--- START OF STORED RECORDS ---

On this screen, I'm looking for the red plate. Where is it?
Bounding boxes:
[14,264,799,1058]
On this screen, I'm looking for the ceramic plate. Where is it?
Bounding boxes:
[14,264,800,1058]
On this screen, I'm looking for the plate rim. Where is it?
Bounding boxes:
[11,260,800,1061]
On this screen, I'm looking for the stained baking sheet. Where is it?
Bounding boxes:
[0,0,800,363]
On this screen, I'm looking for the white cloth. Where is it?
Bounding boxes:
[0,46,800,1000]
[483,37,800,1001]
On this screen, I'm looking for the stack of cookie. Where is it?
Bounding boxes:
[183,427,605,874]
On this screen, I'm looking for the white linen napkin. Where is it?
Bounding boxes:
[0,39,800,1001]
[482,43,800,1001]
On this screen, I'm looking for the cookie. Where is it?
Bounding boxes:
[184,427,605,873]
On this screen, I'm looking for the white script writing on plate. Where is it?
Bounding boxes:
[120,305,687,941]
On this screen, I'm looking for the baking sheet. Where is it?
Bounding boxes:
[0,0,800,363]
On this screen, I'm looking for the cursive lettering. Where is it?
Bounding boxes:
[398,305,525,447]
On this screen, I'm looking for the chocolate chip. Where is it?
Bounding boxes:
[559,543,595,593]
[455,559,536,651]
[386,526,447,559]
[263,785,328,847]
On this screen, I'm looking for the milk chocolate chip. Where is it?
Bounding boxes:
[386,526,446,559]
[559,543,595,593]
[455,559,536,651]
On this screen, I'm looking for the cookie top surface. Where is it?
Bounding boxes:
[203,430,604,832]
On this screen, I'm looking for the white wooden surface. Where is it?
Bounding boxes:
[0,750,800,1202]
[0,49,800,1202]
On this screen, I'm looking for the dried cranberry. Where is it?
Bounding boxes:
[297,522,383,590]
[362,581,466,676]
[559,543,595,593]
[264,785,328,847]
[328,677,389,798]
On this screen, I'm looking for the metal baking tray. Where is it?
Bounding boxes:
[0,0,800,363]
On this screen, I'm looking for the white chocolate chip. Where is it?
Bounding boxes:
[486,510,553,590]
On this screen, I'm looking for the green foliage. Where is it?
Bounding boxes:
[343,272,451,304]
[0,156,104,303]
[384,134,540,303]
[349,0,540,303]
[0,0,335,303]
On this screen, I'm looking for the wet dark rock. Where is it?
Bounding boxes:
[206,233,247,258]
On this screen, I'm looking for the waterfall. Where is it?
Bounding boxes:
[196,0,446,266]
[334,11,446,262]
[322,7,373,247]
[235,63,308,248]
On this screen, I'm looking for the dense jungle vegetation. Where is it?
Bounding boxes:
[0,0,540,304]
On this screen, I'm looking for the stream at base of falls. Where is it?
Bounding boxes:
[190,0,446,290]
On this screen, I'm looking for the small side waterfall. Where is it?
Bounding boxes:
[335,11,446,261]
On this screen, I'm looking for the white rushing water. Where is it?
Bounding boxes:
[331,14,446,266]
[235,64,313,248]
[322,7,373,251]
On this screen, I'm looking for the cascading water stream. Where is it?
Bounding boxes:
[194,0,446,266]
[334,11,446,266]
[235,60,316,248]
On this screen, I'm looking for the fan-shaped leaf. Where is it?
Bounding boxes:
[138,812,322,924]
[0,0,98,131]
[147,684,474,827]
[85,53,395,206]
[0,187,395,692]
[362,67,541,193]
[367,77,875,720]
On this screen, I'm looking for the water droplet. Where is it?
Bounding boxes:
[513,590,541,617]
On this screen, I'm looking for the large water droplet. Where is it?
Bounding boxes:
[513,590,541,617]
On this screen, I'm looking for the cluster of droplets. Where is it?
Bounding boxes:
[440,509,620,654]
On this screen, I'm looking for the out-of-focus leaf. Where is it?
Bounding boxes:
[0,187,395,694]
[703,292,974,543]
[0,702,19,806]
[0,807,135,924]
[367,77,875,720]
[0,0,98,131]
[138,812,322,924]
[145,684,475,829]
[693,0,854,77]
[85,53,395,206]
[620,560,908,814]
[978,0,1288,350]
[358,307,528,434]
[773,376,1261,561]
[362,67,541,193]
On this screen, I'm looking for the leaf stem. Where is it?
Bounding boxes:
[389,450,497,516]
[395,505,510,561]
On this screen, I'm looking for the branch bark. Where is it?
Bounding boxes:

--- END OF STORED RECORDS ---

§ **DIRECTIVE**
Copy out every row above word for word, with no changes.

§ **THE SOLUTION**
On this screen, I'm looking for the red plate. Where is it?
Bounding boxes:
[14,264,799,1058]
On this screen, I'm looking for the ceramic plate. Where is it?
Bounding boxes:
[14,264,800,1058]
On this screen, I'm looking for the plate rim. Where is it?
Bounding boxes:
[11,260,800,1061]
On this screen, I'm looking for the stained baking sheet. Where is it?
Bounding boxes:
[0,0,800,363]
On this screen, I'm looking for the white cloth. Where is it?
Bounding boxes:
[0,46,800,1000]
[483,37,800,1001]
On this screen, I'm looking for the stack of cookie. Where is it?
Bounding boxes:
[183,427,605,874]
On this screen, I'm looking for the white linen napkin. Where is it?
Bounding boxes:
[0,39,800,1001]
[482,43,800,1001]
On this screen, I'm looking for the cookie. Where is it?
Bounding boxes:
[184,427,605,873]
On this screen, I'm looking for the white script writing on plate. Where is it?
Bounding boxes:
[120,305,687,941]
On this screen, I'm looking for the baking sheet. Where is it?
Bounding boxes:
[0,0,800,363]
On this screen, I'm looking for the cursive lettering. Where is it?
Bounding boxes:
[398,305,525,447]
On this screen, I'm looking for the chocolate chip. Where is it?
Bounding boxes:
[559,543,595,593]
[455,559,536,651]
[386,526,447,559]
[263,785,328,847]
On this screen, I'm looking for the milk chocolate chip. Where is it?
Bounding boxes:
[386,526,446,559]
[559,543,595,593]
[455,559,536,651]
On this screen, I'm looking for the cookie top surface. Where is it?
Bounding boxes:
[203,430,604,832]
On this screen, I'm looking for the white wooden surface. Where is it?
Bounding boxes:
[0,750,800,1202]
[0,49,800,1202]
On this screen, I'm looking for the dried cranberry. Where is it?
Bounding boxes:
[297,522,383,590]
[362,581,466,676]
[559,543,595,593]
[264,785,328,847]
[328,677,389,798]
On this screen, I'm looking for the metal baking tray. Where is it?
Bounding boxes:
[0,0,800,363]
On this screen, I'm looking for the white chocolate chip. Where is it?
Bounding boxes:
[486,510,553,590]
On this screen, I'm looking for the green foliage. Where is it?
Bounding boxes:
[343,272,451,304]
[0,156,104,303]
[384,134,540,303]
[349,0,540,303]
[0,0,335,303]
On this screen, I'm looking for the wet dark rock. Where is it?
Bounding boxes:
[206,233,247,258]
On this screen, I'm looking for the waterfall. Where is it?
Bounding boxes:
[196,0,446,266]
[334,11,446,262]
[322,7,373,247]
[235,63,308,248]
On this screen, I'm looking for the dense jungle vegetation. Where is it?
Bounding boxes:
[0,0,540,304]
On this screen, I'm looking for the stream at base of falls. Where is it?
Bounding boxes:
[190,0,446,290]
On this screen, I'm looking for the small side waterfall. Where is it?
Bounding boxes:
[335,11,446,261]
On this screen, I'm looking for the white rushing water. Where is it?
Bounding boxes:
[331,14,446,266]
[235,64,313,248]
[322,7,373,251]
On this screen, I'm looking for the cascading water stream. Where is it?
Bounding boxes:
[194,0,446,266]
[334,11,446,266]
[235,60,316,248]
On this screen, I'm looking for the fan-shaped leaf. Where is it?
Bounding boxes:
[138,812,322,924]
[0,0,98,131]
[147,684,474,827]
[85,53,395,206]
[0,187,395,692]
[362,67,541,193]
[367,77,875,720]
On this screen, I'm looking for the water droplet. Where is it?
Bounding boxes:
[513,590,541,617]
On this screen, I'm looking for the large water droplet. Where is it?
Bounding boxes:
[513,590,541,617]
On this screen, I'm looking for the cluster of droplets. Where is it?
Bounding boxes:
[440,509,620,654]
On this screen, I'm looking for the out-of-focus leaf. Where is it?
Bounding boxes:
[0,187,395,694]
[703,292,974,543]
[0,702,19,806]
[0,807,135,924]
[367,77,875,720]
[0,0,98,131]
[138,812,322,924]
[145,684,475,829]
[693,0,854,77]
[85,53,395,206]
[620,560,908,814]
[978,0,1288,350]
[358,307,528,434]
[773,376,1261,561]
[362,67,541,193]
On this screen, I'm looking for the leaf stem. Where is it?
Bounding boxes:
[389,450,497,516]
[395,505,510,561]
On this screen, I'm looking for the branch bark. Where is it?
Bounding boxes:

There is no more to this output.